**Reading text**
QDROS: Because Divorces Aren’t Complicated Enough Already

by Natalie Greaves

3D Isometric Flat  Conceptual Illustration of Divorce

It is sometimes said that family law attorneys have the best stories, and that might be true. What other attorneys can share stories of litigants gluing drawers together prior to transferring property, arguing over dishes and collectible dolls, and having trial testimony about dead turtles?[i]  The stories range from the ridiculous to the heartbreaking.  It is also true that family law attorneys also often deal with an extremely high case load, multiple required filings, and court appearances in every case, and emotionally charged litigants who are trusting their attorneys to help in the most difficult time in their lives. Attorneys who do not practice family law might also be surprised by the highly varied, complex, and high dollar assets and issues that come across a family law attorney’s desk all day long every day. One of those issues involves dividing retirement assets in a divorce.

The Basics

A Qualified Domestic Relations Order, or QDRO (pronounced “kwä-drō”), is a court order for division of certain retirement assets in divorce. It is the only allowable method of assigning applicable retirement assets to a person that is not the participant in the account, and if done correctly, is an exception to the rule that removing retirement assets will create a penalty and taxable income.[ii] It has two primary functions: 1) it tells a retirement plan administrator how to divide the asset; and 2) it provides basic identifying information about the plan and the parties.

For many individuals, retirement benefits may meet or even exceed the net equity value of the community home as the largest single asset to be divided in divorce. This is particularly true with the changing demographic of divorce litigants. According to data from the U.S. Census Bureau in a report issued in 2021,[iii] divorce rates for people over 50 have doubled since 1990 and tripled for those over 65. In 2021, 34.9% of all Americans who got divorced in the previous calendar year were aged 55 or older­­­-twice the rate of any other age group. These individuals have had many more years to accumulate retirement assets that must be divided in an equitable manner.

There are many kinds of retirement assets. A defined contribution plan is a 401(k), 403(b), or similar plan. These plans have a particular dollar value and a QDRO for this kind of account results in a one-time event that segregates the account into two. A defined benefit plan, also known as a pension plan, results in monthly benefits calculated by actuaries based upon a person’s life expectancy paid out as annuities.

Typically, other retirement assets such as Individual Retirement Accounts do not require QDROs, as the plan participant should be able to simply initiate a request called a “transfer incident to divorce” that sends the correct portion to the former spouse’s new or existing IRA. However, plan administrators sometimes still request division orders for these accounts for their record-keeping. Other assets subject to division such as military retirement, Thrift Savings Plan accounts, and Federal Employees Retirement System accounts utilize different terminology for the caption of the division order, the naming of the parties, and substantive requirements for the orders which are beyond the scope of this article.

**Material to process**
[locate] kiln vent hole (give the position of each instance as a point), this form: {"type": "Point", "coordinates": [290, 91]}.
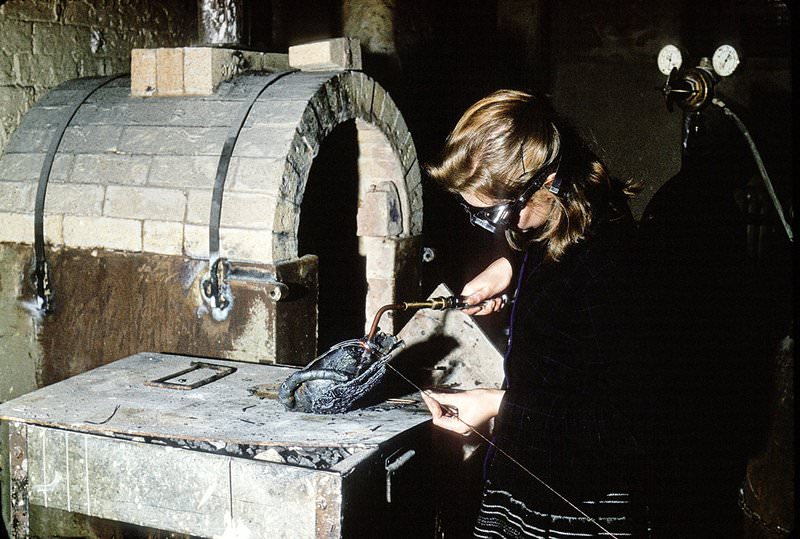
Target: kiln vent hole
{"type": "Point", "coordinates": [328, 230]}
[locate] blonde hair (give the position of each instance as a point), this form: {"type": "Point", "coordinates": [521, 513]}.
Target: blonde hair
{"type": "Point", "coordinates": [501, 141]}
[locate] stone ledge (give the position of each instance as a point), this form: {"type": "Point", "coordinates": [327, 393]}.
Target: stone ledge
{"type": "Point", "coordinates": [329, 55]}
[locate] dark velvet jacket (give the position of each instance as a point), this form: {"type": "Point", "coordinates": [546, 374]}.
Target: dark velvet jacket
{"type": "Point", "coordinates": [575, 377]}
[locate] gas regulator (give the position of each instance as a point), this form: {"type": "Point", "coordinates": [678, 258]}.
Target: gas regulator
{"type": "Point", "coordinates": [693, 88]}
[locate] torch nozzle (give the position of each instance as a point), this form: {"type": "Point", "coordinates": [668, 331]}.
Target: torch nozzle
{"type": "Point", "coordinates": [437, 304]}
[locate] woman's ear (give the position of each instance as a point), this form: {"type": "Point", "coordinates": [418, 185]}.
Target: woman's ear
{"type": "Point", "coordinates": [552, 184]}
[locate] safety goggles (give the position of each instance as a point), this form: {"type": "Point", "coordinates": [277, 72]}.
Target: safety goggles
{"type": "Point", "coordinates": [506, 214]}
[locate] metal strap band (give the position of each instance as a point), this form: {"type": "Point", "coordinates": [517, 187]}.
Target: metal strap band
{"type": "Point", "coordinates": [43, 292]}
{"type": "Point", "coordinates": [224, 162]}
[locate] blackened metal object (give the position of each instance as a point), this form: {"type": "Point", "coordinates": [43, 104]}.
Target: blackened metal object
{"type": "Point", "coordinates": [335, 381]}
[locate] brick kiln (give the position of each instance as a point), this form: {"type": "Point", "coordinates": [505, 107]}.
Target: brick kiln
{"type": "Point", "coordinates": [167, 208]}
{"type": "Point", "coordinates": [166, 211]}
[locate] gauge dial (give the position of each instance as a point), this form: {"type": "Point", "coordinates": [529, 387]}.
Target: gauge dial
{"type": "Point", "coordinates": [725, 60]}
{"type": "Point", "coordinates": [669, 58]}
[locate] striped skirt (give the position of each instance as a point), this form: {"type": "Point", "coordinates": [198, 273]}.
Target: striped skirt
{"type": "Point", "coordinates": [614, 515]}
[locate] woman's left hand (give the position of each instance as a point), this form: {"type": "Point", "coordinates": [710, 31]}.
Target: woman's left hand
{"type": "Point", "coordinates": [462, 411]}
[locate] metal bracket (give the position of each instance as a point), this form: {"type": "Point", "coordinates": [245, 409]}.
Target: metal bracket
{"type": "Point", "coordinates": [216, 288]}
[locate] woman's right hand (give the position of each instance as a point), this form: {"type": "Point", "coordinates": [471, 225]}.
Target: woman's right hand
{"type": "Point", "coordinates": [489, 283]}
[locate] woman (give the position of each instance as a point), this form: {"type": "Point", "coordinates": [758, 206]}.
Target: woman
{"type": "Point", "coordinates": [566, 442]}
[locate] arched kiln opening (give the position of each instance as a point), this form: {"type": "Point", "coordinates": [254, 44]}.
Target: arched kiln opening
{"type": "Point", "coordinates": [328, 229]}
{"type": "Point", "coordinates": [130, 197]}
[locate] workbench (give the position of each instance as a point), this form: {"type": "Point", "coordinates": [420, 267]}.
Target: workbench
{"type": "Point", "coordinates": [202, 447]}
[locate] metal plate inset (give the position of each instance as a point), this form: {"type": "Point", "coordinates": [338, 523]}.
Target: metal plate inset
{"type": "Point", "coordinates": [197, 375]}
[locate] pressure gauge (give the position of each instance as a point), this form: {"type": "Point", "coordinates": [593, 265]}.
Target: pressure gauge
{"type": "Point", "coordinates": [725, 60]}
{"type": "Point", "coordinates": [669, 58]}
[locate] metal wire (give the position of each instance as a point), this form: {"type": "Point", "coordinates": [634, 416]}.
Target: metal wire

**Required work**
A. Copy the article on dividing retirement assets in divorce word for word, from "There are many" down to "out as annuities.".
B. Repeat, without any change, every line of the entries from the one containing "[locate] woman's right" down to the last line of the entries.

**Answer set**
A.
There are many kinds of retirement assets. A defined contribution plan is a 401(k), 403(b), or similar plan. These plans have a particular dollar value and a QDRO for this kind of account results in a one-time event that segregates the account into two. A defined benefit plan, also known as a pension plan, results in monthly benefits calculated by actuaries based upon a person’s life expectancy paid out as annuities.

B.
[locate] woman's right hand (give the position of each instance as a point), this form: {"type": "Point", "coordinates": [471, 225]}.
Target: woman's right hand
{"type": "Point", "coordinates": [489, 283]}
[locate] woman (give the position of each instance as a point), this form: {"type": "Point", "coordinates": [758, 206]}.
Target: woman
{"type": "Point", "coordinates": [566, 442]}
[locate] arched kiln opening (give the position of each instance as a point), this form: {"type": "Point", "coordinates": [254, 44]}.
Target: arched kiln opening
{"type": "Point", "coordinates": [328, 229]}
{"type": "Point", "coordinates": [130, 197]}
[locate] workbench (give the position of each instance as a point), this form: {"type": "Point", "coordinates": [420, 267]}.
Target: workbench
{"type": "Point", "coordinates": [202, 447]}
[locate] metal plate inset (give the position of each instance as a point), this form: {"type": "Point", "coordinates": [338, 523]}.
Target: metal plate inset
{"type": "Point", "coordinates": [197, 375]}
[locate] pressure gauge (give the position of each instance as a point), this form: {"type": "Point", "coordinates": [593, 265]}.
Target: pressure gauge
{"type": "Point", "coordinates": [725, 60]}
{"type": "Point", "coordinates": [669, 58]}
[locate] metal wire (give the position of each instance as a point), this form: {"type": "Point", "coordinates": [634, 416]}.
Target: metal wire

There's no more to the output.